= READING PASSAGE =
--
Click chemistry is fundamentally important to medicinal chemistry and chemical biology. It represents a powerful and versatile tool, which can be exploited to develop novel Pt-based anticancer drugs and to better understand the biological effects of Pt-based anticancer drugs at a cellular level. Innovative azide–alkyne cycloaddition–based approaches are being used to functionalise Pt-based complexes with biomolecules to enhance tumour targeting. Valuable information in relation to the mechanisms of action and resistance of Pt-based drugs is also being revealed through click-based detection, isolation and tracking of Pt drug surrogates in biological and cellular environments. Although less well-explored, inorganic Pt-click reactions enable synthesis of novel (potentially multimetallic) Pt complexes and provide plausible routes to introduce functional groups and monitoring Pt-azido drug localisation.
Click chemistry is integral to the chemical biology of Pt anticancer complexes.
The Cu(I)-catalysed [3 + 2] azide–alkyne cycloaddition (CuAAC)/strain-promoted [3 + 2] azide–alkyne cycloaddition (SPAAC) enable the functionalisation of Pt drug candidates.
CuAAC/SPAAC aid the detection, isolation and tracking of Pt drugs.
CuAAC/SPAAC facilitate the development of novel Pt triazole–based complexes.
--
= EXERCISE TASKS =
1. The click chemistry passage says CuAAC/SPAAC aid three operations on Pt drugs. List them.
2. Answer these questions from the click chemistry passage, each on its own line:
(a) To which two fields is click chemistry said to be fundamentally important?
(b) What does the abbreviation CuAAC stand for?
(c) What kind of novel Pt complexes do CuAAC/SPAAC help develop?
3. Rewrite the paragraph of the click chemistry passage that begins "Click chemistry is fundamentally important" as a bulleted list that keeps its main facts.

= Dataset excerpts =
--
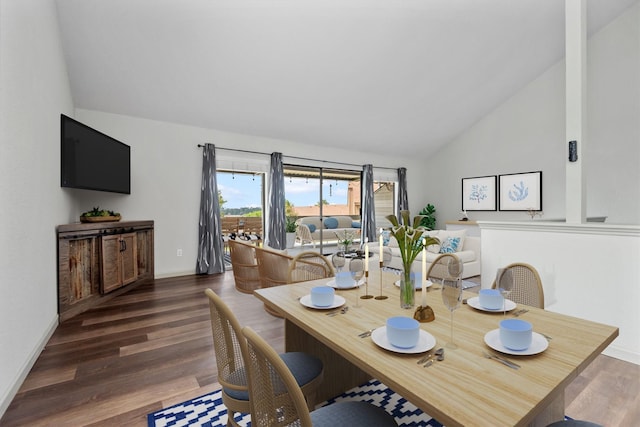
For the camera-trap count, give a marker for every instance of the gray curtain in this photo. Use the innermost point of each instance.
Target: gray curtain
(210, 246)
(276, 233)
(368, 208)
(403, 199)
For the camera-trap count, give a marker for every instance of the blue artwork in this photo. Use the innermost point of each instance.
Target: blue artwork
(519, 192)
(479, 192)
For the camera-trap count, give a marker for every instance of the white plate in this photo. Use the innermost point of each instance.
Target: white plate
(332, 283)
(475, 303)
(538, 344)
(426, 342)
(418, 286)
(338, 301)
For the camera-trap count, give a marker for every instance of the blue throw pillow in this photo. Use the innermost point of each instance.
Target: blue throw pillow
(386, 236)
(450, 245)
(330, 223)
--
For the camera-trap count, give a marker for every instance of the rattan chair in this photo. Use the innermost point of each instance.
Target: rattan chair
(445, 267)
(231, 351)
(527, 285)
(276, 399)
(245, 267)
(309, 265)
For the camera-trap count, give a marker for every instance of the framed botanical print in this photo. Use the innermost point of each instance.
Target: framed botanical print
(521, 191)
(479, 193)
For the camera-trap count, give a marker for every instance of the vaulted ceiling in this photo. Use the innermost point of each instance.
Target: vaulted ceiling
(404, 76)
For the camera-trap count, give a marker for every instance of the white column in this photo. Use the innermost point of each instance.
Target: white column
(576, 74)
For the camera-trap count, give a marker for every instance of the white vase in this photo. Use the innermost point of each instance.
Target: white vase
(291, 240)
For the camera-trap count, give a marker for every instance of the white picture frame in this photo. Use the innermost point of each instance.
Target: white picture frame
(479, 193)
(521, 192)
--
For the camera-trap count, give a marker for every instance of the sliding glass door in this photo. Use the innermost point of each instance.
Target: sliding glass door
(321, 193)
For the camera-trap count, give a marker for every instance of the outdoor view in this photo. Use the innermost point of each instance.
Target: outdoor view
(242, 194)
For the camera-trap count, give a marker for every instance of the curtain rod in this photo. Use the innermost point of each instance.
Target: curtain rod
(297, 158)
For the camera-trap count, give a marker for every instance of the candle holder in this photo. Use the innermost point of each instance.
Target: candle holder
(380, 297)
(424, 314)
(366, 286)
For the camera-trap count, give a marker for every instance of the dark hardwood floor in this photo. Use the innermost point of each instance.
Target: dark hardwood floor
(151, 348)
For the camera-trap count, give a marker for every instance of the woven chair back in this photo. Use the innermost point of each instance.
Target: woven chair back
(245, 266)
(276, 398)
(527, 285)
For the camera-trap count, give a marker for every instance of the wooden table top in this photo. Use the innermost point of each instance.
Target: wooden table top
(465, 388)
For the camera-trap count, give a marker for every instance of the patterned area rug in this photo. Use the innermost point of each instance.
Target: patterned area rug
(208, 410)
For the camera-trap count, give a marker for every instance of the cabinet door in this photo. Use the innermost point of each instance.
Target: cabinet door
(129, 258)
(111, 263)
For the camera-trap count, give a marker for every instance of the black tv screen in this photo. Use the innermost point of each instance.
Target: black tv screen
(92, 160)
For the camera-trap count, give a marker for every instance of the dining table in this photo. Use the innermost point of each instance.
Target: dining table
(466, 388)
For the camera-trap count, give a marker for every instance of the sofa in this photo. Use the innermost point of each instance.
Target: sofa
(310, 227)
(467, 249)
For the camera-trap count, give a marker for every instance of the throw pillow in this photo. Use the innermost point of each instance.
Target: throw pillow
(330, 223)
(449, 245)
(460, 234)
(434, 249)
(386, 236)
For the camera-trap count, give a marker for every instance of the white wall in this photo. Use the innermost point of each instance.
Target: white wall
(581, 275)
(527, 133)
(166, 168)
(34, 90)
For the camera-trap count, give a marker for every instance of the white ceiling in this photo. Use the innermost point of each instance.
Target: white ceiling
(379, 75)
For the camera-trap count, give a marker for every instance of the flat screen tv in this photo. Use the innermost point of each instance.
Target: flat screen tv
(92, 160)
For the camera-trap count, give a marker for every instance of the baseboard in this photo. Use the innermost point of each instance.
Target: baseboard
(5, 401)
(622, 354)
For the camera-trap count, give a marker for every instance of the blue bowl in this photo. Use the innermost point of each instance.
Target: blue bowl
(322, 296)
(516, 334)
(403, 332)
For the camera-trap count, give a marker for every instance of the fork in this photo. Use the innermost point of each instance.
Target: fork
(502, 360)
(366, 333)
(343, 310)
--
= OUTPUTS IN ORDER =
1. Detection, isolation and tracking.

2.
(a) Medicinal chemistry and chemical biology.
(b) Cu(I)-catalysed [3 + 2] azide–alkyne cycloaddition.
(c) Pt triazole–based complexes.

3.
- Click chemistry is a powerful, versatile tool in medicinal chemistry and chemical biology.
- It can be used to develop novel Pt-based anticancer drugs and to understand their cellular effects.
- Azide–alkyne cycloaddition approaches attach biomolecules to Pt complexes to improve tumor targeting.
- Click-based detection, isolation and tracking of Pt drug surrogates reveal how Pt drugs act and how resistance arises.
- Less-explored inorganic Pt-click reactions allow synthesis of novel, possibly multimetallic, Pt complexes.
- They also offer routes to add functional groups and to monitor where Pt-azido drugs localize.